Collected data entries

^^^^

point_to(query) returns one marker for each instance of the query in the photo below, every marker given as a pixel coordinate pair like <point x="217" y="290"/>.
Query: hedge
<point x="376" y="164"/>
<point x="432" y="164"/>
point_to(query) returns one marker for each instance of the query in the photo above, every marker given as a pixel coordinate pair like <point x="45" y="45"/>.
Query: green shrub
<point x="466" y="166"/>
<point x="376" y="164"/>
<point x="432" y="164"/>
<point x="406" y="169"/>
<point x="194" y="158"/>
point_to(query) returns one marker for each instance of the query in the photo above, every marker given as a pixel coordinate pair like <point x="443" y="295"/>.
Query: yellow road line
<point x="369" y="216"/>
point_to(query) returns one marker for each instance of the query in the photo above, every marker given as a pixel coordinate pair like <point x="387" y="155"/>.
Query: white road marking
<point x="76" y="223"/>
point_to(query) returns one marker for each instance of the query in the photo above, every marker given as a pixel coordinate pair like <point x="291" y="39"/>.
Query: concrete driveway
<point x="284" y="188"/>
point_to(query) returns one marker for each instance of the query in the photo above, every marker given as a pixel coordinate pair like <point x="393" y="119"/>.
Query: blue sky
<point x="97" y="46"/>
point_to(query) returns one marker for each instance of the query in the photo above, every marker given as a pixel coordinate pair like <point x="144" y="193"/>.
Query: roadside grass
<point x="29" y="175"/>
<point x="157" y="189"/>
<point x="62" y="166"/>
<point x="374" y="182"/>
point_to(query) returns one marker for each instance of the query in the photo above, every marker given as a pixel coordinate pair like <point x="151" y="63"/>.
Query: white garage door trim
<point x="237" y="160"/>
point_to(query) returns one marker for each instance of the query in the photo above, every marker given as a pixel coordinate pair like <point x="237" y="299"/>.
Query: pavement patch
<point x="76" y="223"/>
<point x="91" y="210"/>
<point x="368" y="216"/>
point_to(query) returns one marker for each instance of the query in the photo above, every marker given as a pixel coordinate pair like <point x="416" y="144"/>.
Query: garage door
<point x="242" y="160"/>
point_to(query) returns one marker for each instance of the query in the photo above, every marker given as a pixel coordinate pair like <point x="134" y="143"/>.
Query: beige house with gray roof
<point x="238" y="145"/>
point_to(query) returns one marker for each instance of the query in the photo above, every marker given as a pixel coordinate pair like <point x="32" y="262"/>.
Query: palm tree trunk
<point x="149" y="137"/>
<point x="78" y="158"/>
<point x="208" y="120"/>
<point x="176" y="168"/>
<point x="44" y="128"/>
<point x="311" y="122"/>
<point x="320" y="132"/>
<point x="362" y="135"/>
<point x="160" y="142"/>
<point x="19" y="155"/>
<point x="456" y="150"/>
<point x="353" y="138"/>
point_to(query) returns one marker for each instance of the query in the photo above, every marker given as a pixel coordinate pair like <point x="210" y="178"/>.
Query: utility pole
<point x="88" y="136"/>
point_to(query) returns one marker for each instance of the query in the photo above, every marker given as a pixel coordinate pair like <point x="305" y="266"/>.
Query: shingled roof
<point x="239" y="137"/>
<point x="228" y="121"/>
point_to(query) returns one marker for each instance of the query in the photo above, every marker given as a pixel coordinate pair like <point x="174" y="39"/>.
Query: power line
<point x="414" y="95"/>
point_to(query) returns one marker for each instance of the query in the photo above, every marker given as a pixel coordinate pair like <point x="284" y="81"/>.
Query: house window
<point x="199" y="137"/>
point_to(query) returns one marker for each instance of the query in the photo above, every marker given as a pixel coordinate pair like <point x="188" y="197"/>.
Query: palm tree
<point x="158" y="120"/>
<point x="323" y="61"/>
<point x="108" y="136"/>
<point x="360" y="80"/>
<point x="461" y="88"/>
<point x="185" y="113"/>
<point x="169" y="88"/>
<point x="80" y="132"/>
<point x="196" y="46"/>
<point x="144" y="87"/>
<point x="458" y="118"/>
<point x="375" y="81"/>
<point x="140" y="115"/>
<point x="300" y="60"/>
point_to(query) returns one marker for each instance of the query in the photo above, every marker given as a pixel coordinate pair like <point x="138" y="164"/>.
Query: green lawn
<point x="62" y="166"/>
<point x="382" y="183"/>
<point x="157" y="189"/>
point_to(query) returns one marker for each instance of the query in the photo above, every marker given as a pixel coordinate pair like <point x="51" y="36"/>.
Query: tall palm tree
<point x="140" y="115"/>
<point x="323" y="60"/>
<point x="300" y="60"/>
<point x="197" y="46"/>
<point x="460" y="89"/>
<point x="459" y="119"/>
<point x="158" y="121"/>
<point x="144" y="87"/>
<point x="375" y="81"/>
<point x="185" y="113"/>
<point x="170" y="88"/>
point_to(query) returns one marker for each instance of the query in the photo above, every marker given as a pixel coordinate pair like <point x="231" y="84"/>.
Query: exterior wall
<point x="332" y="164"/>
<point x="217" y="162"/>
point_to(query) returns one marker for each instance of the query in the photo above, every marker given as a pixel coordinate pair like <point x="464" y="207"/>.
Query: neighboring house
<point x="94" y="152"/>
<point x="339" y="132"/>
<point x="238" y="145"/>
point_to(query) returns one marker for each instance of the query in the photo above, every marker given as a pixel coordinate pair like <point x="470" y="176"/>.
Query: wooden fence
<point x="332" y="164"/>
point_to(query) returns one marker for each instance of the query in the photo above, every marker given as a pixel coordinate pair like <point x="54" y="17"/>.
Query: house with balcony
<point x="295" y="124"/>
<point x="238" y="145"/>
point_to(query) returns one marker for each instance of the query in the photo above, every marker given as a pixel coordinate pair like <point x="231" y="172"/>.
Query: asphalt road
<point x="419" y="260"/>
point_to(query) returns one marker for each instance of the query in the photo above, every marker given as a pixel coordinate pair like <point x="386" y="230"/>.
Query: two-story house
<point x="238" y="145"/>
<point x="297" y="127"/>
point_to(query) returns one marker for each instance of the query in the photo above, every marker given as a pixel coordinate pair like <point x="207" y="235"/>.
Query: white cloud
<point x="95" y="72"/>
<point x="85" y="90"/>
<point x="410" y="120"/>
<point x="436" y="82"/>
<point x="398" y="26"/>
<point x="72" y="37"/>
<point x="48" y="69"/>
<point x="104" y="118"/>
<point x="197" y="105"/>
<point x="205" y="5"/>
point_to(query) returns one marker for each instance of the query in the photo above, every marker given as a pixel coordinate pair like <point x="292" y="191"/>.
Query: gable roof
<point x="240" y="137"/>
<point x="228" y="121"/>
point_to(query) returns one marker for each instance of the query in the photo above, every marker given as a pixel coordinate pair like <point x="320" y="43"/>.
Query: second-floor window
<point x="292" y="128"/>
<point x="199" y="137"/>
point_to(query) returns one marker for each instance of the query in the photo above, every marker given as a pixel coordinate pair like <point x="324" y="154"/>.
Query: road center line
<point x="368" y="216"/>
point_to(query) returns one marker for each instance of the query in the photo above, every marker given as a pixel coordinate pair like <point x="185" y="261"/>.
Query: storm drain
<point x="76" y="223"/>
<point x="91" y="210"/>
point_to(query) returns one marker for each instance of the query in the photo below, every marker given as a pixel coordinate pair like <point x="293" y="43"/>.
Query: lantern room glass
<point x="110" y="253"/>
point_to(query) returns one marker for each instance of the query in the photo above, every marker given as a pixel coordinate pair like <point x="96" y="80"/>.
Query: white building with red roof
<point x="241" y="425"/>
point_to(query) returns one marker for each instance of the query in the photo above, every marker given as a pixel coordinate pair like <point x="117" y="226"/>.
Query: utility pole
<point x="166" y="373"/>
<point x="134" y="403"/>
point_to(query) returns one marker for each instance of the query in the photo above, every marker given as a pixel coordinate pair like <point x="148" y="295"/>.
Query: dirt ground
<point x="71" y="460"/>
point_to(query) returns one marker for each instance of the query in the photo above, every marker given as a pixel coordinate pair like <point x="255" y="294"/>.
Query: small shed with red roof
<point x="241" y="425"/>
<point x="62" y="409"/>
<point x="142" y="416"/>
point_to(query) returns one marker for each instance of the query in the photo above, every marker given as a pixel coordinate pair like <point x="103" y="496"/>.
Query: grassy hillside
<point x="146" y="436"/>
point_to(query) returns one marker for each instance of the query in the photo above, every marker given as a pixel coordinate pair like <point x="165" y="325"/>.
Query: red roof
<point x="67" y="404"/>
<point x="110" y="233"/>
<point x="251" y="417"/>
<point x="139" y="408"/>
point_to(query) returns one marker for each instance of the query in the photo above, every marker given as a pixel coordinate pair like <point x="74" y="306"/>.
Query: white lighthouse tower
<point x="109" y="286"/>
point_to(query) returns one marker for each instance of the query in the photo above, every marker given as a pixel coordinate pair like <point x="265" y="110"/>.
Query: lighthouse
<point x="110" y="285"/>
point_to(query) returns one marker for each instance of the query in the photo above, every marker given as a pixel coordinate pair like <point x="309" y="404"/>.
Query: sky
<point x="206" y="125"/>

^^^^

- **What is required**
Where a line in the records above contains the string "below", return that line.

- **Exercise answer**
point_to(query) returns one marker for each instance of the query in the photo below, every marker given as a pixel coordinate pair like <point x="217" y="290"/>.
point_to(query) returns one marker for each instance of the query in the photo below, every marker given as a pixel coordinate pair like <point x="293" y="43"/>.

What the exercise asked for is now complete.